*** The records ***

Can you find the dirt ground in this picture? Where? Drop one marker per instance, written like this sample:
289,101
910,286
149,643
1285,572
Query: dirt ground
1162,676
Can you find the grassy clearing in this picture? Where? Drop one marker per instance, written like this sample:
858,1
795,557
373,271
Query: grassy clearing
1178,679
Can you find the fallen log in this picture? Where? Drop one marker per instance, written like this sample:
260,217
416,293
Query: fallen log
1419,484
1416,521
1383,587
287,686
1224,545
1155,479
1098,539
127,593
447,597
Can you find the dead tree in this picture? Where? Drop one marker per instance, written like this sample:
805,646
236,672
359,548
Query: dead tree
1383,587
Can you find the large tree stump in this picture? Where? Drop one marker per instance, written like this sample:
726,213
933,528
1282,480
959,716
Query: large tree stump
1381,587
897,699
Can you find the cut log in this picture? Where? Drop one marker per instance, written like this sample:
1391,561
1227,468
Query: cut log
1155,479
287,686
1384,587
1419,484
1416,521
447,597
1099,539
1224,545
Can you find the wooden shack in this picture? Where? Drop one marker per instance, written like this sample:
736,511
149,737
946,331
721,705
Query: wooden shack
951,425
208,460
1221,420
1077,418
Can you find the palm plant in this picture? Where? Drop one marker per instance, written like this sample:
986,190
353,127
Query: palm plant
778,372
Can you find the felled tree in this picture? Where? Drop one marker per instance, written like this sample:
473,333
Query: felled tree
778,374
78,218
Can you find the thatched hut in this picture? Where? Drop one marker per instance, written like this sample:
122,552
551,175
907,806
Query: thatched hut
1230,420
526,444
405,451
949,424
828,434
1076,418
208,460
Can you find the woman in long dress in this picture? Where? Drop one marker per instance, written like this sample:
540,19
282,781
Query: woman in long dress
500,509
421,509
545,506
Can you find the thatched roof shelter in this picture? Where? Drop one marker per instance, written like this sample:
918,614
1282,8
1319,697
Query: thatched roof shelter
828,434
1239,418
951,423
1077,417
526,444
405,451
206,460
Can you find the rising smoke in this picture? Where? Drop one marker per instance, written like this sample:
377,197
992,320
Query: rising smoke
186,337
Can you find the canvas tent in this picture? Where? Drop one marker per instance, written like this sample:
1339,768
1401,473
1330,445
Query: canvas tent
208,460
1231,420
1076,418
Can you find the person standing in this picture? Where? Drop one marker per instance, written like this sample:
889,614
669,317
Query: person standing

***

* Goal of the exercise:
Would you please give all of the records again exactly as they stand?

* Task result:
Can you find the dirt ground in this picture? Where? Drop one marker per instance, written like this sample:
289,101
910,286
149,643
1285,572
Query: dirt ground
1162,676
Can you find the grassy clearing in this picture? Where? Drop one marker per instance, written like this sample:
858,1
795,557
373,271
Query: grassy clearing
1178,679
Can you find the fallen log in this picture? Where? Drop one marker per instance, written like this sample:
260,217
416,293
Query: fallen log
1419,484
1416,521
1383,587
287,686
1224,545
1155,479
1098,539
127,593
447,597
Can you find the dead tree in this picture? Where? Drop one marker per instance, written like this sample:
805,646
236,672
359,548
Query: dead tree
1383,587
Can you find the large tree stump in this picture? Where? Drop one marker per instance, written like this sample:
726,213
933,528
1282,480
959,716
Query: large tree stump
1381,587
897,699
Can you find the cut log in this picture? Where? Drop one marker per instance, written like this sample:
1391,561
1227,468
Query: cut log
1155,479
287,686
1384,587
1419,484
1416,521
447,597
1099,539
1224,545
Can you find the wooden shack in this picture? Where? Drop one marker per instance, written like this sample:
736,511
149,737
946,331
721,705
Query: wooden shack
951,425
208,460
1221,420
1077,418
Can you find the palm plant in this picture? Where? Drop one marker per instance, written like this sample:
986,190
353,127
Query: palm plant
778,372
Can you find the felled tree in this picture? Where? Drop one marker per instance, written like this sample:
473,333
Query: felled tree
778,374
78,218
Can you find the thatched hut in this picture? Where? Drop one marker per instance, written like this sample:
122,552
551,175
907,806
Query: thatched hut
1230,420
526,444
405,451
949,424
828,434
1076,418
208,460
Can you find the woman in long dress in this picture? Where? Drop one marker per instance, written like this sample:
540,19
282,781
Query: woman in long dress
500,509
421,509
545,506
Can you find the thatched roof shelter in this picture? Where? Drop one marker per instance, written like this sample:
918,614
1282,8
1319,697
Query: thatched roof shelter
828,434
1239,418
951,423
1077,417
526,444
405,451
206,460
Can you find the rising smoke in this picture? Where? Drop one marker per instance, written like this sample:
377,197
992,320
Query: rising smoke
186,337
Can you find the canvas tent in this picture? Where? Drop one marker per instance, written like this sample:
1339,768
1401,473
1330,445
Query: canvas tent
208,460
1231,420
1076,418
Can you find the person standing in this picture? Where? Drop one marker per instance, written like this sample:
889,614
669,317
Query: person standing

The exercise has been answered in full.